Liebesgrüsse aus Basel
Sean Connery war nicht nur James Bond – sondern auch Fussballtalent und leidenschaftlicher Fussballfan. Didi-Kolumnist Beni erzählt die Geschichte seines verziehenen Hochverrats.
Auch das noch. Sean Connery ist tot. Ausgerechnet jetzt. Ein Virus hält die Welt in Atem, Gesellschaften sind gespalten, eiserne Vorhänge werden heruntergelassen und kalte Kriege drohen. Ausgerechnet jetzt stirbt Sean Connery, der Mann, der als James Bond die Welt rettete.
Bond-Filme sind die beste Krisenbewältigungsstrategie. Das Gute siegt am Ende über das Böse. Die Welt ist in Ordnung. Alles Gut.
Sean Connery war mit seinem Charme, seinem Witz und seinem guten Aussehen der perfekte Bond. Die bz Basel ernannte ihn zum «letzten Ritter unserer Zeit». Er machte den Geheimagenten durch seine «proletarische Bodenständigkeit» erst zu einer grossen Identifikationsfigur.
Tatsächlich wuchs Sean Connery als Sohn eines Fernfahrers und einer Reinigungskraft in ärmlichen Verhältnissen in Edinburgh auf. Er arbeitete früh als Milchmann und Bademeister, um seine Familie finanziell zu unterstützen.

→ ERFASSTE DATEN:
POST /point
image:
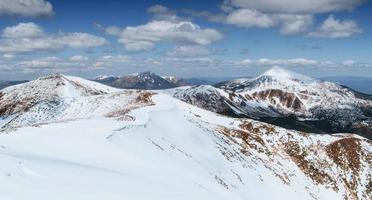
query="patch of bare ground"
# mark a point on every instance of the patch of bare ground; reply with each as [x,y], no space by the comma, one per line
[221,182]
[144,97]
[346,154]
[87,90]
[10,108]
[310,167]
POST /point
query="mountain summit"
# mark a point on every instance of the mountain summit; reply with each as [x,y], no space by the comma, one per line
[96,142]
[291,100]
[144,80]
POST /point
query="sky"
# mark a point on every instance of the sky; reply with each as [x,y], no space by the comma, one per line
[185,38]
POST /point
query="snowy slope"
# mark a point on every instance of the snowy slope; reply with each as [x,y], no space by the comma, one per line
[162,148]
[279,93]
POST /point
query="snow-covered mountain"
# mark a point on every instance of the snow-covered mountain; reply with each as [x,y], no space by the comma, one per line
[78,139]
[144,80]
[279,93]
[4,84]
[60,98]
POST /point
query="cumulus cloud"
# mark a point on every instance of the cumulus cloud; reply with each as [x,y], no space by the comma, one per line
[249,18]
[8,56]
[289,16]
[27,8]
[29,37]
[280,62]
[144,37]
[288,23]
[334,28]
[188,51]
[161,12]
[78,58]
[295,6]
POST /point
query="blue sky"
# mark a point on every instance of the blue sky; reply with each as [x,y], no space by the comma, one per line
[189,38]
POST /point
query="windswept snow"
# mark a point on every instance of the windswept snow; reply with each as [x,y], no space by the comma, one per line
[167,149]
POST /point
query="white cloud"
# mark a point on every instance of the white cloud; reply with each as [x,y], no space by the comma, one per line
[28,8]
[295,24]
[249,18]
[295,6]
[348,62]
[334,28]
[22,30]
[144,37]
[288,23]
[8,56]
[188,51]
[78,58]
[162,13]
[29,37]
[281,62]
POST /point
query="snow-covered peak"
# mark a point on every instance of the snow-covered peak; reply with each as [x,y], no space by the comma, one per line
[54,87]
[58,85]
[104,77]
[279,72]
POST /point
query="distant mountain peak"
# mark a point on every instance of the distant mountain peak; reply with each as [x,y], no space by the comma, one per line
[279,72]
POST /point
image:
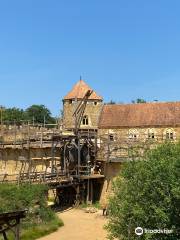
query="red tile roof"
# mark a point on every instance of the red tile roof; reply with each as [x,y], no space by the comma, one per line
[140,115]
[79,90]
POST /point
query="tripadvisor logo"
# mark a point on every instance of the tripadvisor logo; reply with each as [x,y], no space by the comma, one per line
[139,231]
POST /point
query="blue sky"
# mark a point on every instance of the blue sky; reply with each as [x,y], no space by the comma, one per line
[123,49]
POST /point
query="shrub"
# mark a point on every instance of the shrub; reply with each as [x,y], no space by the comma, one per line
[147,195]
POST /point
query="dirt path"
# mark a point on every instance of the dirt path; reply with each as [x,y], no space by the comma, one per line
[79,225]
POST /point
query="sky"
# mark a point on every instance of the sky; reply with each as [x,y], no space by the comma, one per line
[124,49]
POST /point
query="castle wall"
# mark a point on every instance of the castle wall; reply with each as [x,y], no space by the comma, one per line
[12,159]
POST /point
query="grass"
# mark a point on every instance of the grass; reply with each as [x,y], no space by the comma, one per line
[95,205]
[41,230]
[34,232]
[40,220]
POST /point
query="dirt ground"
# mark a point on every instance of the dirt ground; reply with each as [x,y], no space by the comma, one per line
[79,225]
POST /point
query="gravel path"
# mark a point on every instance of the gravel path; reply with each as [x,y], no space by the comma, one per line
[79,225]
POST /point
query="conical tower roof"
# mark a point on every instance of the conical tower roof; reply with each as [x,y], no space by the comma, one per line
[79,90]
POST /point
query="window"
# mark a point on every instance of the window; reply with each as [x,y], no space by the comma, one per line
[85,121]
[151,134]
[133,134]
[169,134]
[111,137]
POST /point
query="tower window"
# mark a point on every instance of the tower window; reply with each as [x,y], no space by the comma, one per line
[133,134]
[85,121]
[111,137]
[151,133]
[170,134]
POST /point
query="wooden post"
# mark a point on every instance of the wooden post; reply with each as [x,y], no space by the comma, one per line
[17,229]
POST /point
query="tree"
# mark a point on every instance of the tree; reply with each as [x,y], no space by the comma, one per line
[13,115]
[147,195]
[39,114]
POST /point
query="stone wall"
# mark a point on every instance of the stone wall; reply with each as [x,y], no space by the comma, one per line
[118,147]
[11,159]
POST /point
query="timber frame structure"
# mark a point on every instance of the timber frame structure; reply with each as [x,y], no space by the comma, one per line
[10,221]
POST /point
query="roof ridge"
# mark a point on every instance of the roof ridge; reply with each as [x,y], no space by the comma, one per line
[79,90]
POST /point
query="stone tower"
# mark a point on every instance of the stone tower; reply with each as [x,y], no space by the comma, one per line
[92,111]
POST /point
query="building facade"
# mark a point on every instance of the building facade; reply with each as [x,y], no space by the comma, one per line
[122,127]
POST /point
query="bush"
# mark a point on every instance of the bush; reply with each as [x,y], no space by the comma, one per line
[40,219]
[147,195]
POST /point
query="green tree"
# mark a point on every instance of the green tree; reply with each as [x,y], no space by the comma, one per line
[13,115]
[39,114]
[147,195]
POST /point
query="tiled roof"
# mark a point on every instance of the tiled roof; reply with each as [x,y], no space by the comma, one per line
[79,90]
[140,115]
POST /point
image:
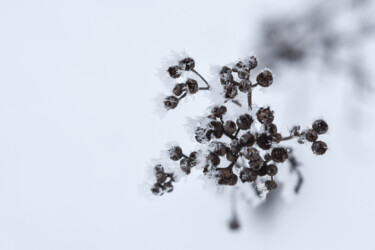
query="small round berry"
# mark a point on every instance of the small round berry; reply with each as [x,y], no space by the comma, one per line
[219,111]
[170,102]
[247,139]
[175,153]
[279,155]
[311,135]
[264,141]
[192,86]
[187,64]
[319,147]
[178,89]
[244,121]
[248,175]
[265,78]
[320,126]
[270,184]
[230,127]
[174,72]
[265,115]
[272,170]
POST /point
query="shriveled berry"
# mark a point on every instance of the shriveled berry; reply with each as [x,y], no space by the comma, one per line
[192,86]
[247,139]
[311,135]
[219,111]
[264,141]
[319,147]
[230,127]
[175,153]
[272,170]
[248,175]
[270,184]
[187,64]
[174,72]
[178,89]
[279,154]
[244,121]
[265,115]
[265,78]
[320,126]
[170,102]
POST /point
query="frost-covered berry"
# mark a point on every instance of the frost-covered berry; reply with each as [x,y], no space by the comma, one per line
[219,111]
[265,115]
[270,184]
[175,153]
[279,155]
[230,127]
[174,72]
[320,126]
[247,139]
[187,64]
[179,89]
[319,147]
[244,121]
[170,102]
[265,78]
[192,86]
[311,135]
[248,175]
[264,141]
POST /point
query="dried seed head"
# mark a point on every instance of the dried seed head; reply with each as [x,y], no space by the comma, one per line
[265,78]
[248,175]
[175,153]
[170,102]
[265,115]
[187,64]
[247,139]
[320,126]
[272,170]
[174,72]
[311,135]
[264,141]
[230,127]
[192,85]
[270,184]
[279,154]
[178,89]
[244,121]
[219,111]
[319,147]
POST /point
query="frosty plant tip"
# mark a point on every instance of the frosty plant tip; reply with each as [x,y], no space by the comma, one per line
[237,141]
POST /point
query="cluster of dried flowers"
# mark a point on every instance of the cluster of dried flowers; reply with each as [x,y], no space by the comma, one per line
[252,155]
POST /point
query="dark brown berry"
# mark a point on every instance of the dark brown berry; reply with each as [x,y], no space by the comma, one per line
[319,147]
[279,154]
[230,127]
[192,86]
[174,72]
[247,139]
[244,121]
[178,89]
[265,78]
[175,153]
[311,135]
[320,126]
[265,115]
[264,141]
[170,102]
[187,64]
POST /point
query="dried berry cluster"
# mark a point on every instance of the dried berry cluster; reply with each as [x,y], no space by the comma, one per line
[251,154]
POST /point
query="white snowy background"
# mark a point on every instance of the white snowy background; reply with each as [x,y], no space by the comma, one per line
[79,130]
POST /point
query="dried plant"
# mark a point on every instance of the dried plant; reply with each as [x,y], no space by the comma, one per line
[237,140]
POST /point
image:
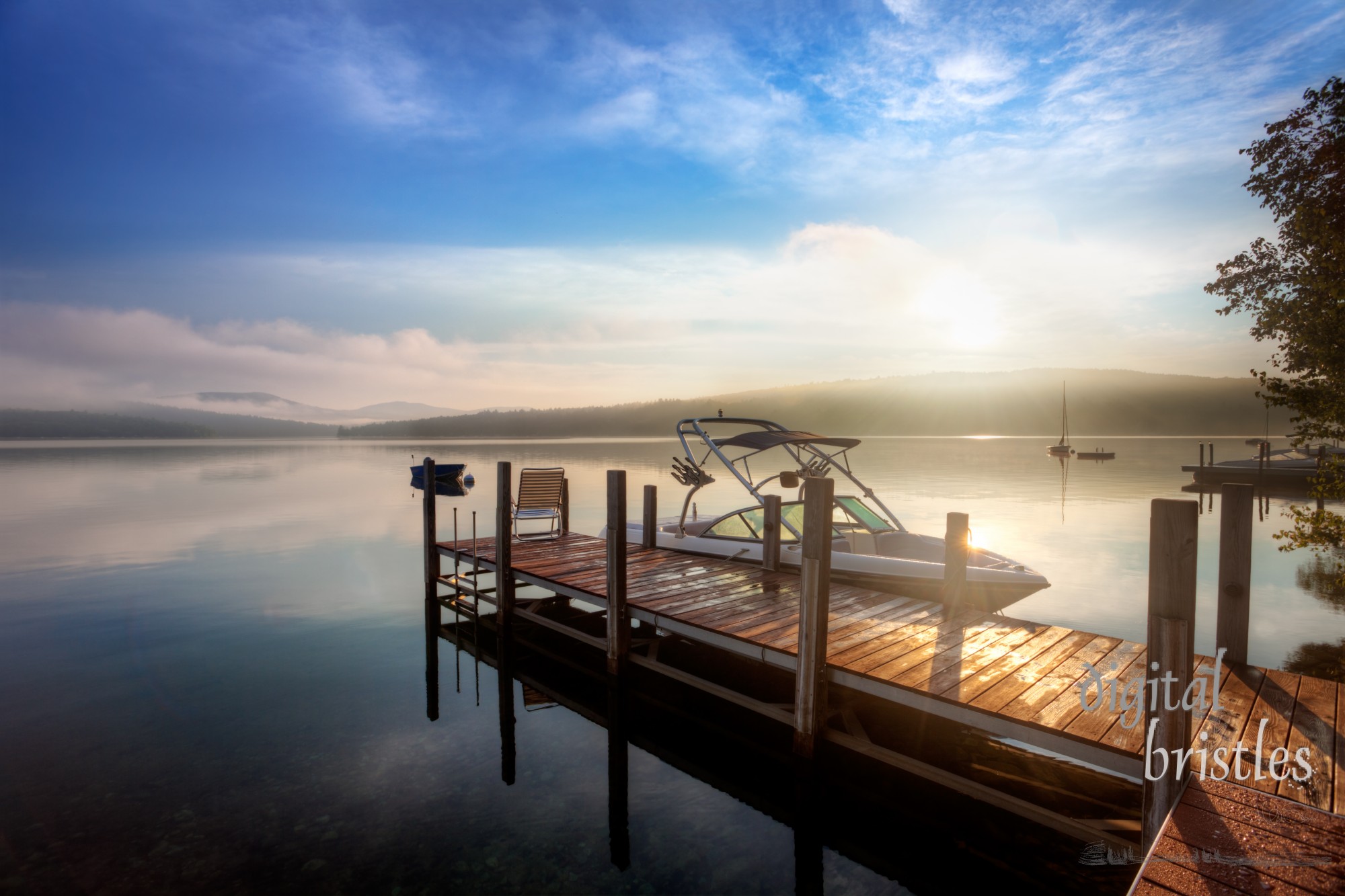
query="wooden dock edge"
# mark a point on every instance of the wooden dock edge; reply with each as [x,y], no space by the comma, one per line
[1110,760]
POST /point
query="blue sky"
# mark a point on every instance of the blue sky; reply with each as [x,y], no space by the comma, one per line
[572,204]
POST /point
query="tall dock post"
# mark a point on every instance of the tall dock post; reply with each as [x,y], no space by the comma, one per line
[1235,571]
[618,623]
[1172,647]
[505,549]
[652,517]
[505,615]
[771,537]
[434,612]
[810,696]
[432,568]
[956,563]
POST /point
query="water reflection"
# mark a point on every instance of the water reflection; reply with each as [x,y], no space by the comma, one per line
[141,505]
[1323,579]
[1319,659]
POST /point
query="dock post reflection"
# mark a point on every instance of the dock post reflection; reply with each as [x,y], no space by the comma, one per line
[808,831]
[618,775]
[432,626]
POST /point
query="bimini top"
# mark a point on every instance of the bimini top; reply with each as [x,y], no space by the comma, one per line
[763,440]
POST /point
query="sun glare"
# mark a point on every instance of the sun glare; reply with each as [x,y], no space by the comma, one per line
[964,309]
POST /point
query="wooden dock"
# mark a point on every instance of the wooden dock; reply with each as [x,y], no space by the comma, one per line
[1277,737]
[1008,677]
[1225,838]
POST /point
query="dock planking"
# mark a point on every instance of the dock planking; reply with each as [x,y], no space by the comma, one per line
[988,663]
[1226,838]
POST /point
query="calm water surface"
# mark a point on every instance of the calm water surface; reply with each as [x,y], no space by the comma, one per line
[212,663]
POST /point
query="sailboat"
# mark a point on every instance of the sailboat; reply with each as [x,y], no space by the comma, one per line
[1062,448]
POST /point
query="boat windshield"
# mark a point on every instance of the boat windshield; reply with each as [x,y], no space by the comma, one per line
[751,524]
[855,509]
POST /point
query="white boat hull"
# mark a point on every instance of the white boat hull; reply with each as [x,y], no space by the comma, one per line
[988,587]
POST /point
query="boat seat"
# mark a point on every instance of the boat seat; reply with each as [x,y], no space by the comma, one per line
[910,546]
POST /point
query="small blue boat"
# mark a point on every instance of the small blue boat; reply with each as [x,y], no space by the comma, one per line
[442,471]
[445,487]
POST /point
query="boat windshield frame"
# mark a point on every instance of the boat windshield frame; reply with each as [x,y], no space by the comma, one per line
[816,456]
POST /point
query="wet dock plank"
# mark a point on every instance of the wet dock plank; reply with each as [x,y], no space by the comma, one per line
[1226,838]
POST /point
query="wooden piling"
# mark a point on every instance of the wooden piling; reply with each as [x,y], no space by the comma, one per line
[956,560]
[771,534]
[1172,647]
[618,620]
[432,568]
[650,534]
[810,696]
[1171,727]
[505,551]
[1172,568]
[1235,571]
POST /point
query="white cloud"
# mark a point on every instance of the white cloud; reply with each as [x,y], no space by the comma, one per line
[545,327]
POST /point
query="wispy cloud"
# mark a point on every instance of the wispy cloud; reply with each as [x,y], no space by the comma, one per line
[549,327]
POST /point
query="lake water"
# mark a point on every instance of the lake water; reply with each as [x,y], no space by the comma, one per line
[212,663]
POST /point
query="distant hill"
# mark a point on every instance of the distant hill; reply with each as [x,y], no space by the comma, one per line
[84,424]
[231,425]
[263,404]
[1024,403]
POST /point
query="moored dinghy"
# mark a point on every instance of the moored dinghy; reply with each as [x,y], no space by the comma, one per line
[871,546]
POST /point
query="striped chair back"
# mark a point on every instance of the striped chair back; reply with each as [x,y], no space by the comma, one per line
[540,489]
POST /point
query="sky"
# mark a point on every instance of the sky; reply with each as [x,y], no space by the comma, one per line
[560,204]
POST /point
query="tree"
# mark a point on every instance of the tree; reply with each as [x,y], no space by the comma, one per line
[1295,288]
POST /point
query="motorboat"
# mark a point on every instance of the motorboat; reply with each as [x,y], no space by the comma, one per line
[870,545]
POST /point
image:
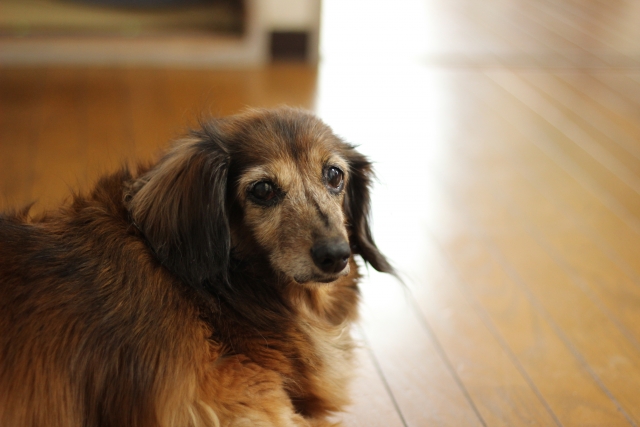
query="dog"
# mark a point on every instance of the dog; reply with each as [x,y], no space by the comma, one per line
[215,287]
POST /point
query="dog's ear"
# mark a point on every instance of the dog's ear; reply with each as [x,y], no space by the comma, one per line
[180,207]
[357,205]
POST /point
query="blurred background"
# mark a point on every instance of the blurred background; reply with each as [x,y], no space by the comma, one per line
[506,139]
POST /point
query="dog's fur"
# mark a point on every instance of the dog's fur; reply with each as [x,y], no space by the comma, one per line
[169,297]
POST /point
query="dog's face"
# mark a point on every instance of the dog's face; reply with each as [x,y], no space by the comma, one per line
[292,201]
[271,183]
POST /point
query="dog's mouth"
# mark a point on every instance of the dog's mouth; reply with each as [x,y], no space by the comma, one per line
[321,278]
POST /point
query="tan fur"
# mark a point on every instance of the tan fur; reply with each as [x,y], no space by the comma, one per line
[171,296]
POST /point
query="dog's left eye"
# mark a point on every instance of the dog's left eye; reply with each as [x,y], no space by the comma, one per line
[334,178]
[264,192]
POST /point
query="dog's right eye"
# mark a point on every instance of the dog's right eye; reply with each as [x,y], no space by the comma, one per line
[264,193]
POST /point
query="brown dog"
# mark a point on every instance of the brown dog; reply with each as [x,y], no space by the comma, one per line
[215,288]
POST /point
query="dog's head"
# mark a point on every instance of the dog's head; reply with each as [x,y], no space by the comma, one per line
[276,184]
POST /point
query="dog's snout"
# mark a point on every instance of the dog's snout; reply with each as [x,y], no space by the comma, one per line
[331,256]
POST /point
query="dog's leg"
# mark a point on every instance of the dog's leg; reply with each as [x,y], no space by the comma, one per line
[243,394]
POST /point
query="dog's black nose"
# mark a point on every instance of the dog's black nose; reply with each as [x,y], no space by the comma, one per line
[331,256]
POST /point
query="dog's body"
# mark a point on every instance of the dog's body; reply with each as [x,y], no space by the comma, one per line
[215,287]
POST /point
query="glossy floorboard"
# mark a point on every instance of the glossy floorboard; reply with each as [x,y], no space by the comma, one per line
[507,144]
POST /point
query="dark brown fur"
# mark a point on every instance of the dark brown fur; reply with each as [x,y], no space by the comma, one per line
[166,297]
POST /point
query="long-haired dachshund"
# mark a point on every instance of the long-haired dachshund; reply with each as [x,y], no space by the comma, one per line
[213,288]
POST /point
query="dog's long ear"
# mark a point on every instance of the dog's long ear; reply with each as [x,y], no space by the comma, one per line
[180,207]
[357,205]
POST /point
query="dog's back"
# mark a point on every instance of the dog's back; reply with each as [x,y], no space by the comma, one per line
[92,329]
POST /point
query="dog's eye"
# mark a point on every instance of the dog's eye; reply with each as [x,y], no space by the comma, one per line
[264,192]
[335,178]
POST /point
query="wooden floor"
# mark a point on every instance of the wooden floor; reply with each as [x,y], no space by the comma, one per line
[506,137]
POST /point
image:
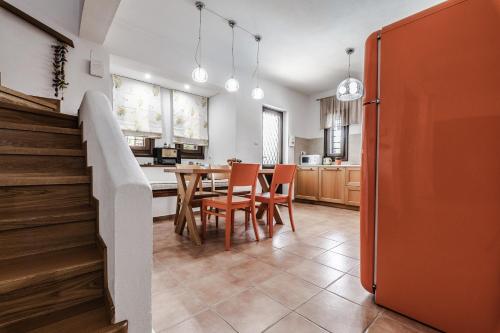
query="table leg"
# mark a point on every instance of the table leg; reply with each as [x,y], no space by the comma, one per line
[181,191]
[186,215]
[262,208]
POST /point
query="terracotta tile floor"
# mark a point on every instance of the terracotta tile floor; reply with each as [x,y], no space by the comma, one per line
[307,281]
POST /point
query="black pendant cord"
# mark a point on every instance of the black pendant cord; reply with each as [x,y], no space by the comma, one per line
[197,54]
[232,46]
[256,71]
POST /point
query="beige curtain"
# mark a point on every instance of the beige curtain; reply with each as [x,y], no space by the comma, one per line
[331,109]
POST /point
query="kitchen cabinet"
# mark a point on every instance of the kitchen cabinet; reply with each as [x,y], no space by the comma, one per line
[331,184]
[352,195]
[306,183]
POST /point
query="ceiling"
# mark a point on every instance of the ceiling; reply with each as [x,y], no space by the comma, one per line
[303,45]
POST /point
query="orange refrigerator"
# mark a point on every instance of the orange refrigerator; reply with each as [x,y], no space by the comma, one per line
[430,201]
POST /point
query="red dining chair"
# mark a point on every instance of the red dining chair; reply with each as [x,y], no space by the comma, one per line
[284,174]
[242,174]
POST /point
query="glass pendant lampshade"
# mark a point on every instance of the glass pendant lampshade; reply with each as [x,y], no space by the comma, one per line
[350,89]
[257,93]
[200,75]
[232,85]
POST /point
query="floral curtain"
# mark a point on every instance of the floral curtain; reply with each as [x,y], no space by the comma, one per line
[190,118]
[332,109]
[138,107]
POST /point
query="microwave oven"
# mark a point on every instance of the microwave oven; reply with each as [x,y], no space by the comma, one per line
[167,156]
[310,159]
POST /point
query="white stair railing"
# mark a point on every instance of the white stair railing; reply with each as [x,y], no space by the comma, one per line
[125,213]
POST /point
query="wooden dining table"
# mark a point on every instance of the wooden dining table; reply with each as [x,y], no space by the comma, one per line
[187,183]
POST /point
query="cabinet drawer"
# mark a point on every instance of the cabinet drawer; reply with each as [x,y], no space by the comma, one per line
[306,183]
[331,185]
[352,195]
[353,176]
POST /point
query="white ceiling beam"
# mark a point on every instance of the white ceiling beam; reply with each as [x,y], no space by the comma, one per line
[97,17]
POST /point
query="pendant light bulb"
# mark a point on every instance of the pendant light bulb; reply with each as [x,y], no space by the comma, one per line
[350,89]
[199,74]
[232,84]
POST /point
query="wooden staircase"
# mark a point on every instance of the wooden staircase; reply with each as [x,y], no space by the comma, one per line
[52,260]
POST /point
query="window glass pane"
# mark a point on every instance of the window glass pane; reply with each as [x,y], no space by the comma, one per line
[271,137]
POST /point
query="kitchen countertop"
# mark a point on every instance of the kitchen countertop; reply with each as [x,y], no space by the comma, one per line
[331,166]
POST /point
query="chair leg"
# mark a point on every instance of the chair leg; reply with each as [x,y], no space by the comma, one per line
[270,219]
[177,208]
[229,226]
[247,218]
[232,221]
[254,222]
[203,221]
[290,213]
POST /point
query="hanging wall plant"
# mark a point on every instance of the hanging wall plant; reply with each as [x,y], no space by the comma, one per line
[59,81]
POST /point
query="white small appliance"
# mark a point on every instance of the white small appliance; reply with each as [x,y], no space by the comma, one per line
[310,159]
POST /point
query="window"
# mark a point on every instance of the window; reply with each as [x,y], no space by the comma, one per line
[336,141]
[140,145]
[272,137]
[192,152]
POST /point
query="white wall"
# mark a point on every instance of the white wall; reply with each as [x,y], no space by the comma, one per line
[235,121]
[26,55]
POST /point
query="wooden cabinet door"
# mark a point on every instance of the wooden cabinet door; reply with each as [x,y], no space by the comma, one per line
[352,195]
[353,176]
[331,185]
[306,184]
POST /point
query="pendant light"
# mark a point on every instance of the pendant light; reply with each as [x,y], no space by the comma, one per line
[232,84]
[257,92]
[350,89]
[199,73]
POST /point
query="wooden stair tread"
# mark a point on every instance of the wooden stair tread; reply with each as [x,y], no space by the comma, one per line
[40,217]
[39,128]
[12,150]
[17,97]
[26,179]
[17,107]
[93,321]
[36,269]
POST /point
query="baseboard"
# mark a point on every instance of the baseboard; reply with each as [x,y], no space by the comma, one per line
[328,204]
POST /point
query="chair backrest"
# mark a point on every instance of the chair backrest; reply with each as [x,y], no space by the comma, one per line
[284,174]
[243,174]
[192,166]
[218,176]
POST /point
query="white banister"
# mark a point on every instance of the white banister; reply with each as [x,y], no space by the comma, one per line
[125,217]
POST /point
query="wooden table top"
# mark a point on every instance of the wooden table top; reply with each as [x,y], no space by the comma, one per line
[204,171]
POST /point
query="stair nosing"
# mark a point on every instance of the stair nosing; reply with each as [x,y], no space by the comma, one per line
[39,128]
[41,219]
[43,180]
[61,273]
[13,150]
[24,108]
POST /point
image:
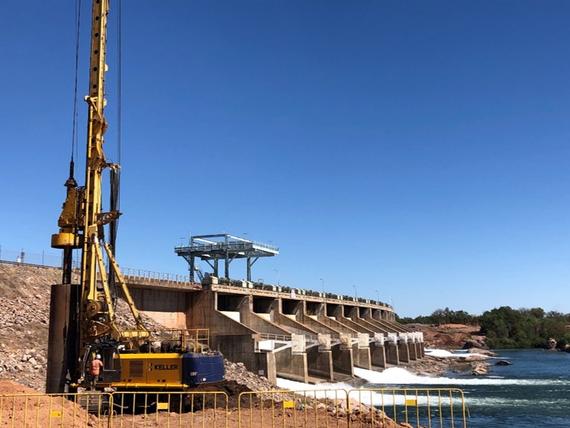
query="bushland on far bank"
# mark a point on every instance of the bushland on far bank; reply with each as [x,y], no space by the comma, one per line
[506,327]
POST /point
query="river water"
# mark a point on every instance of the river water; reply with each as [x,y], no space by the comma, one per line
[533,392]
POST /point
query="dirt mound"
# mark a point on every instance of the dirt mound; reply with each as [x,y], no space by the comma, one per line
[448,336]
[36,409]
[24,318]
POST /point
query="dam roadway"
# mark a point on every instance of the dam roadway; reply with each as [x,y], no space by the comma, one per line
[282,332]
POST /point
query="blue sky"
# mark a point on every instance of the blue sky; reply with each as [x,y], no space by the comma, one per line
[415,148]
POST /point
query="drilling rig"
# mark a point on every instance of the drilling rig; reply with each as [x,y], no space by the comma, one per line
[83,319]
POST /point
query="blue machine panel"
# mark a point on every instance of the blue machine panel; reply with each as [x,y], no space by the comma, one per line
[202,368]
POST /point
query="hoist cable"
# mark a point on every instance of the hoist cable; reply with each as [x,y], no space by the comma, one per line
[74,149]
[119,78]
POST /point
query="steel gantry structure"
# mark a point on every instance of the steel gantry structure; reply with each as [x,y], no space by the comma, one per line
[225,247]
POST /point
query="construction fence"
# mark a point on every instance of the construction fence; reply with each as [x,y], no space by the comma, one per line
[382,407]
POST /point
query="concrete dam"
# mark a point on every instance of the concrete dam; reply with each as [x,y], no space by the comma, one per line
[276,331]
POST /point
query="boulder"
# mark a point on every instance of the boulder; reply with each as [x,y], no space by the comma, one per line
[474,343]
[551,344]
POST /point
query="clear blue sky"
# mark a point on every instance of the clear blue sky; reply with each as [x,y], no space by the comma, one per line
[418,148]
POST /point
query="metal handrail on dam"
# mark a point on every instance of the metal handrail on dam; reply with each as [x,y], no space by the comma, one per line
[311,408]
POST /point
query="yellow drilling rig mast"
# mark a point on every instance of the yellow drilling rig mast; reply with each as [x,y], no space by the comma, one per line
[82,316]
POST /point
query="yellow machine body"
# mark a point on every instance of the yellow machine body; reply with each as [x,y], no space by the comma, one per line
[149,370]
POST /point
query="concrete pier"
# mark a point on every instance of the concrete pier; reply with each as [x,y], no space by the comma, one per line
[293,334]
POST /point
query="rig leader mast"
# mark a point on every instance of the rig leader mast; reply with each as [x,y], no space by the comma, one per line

→ GESTELLTE AUFGABE A:
Beantworte zur Kolumne über Sean Connery:
(i) Wozu ernannte die bz Basel Sean Connery?
(ii) In welcher Stadt wuchs er auf?
(iii) Als was arbeitete er früh, um seine Familie zu unterstützen?
→ GESTELLTE AUFGABE B:
Gib aus der Kolumne über Sean Connery den Abschnitt wörtlich aus, der mit den Worten „Liebesgrüsse aus Basel“ beginnt und mit „Ordnung. Alles Gut.“ endet.

→ ERWARTETE ANTWORT A:
(i) Zum «letzten Ritter unserer Zeit».
(ii) In Edinburgh.
(iii) Als Milchmann und Bademeister.

→ ERWARTETE ANTWORT B:
Liebesgrüsse aus Basel
Sean Connery war nicht nur James Bond – sondern auch Fussballtalent und leidenschaftlicher Fussballfan. Didi-Kolumnist Beni erzählt die Geschichte seines verziehenen Hochverrats.
Auch das noch. Sean Connery ist tot. Ausgerechnet jetzt. Ein Virus hält die Welt in Atem, Gesellschaften sind gespalten, eiserne Vorhänge werden heruntergelassen und kalte Kriege drohen. Ausgerechnet jetzt stirbt Sean Connery, der Mann, der als James Bond die Welt rettete.
Bond-Filme sind die beste Krisenbewältigungsstrategie. Das Gute siegt am Ende über das Böse. Die Welt ist in Ordnung. Alles Gut.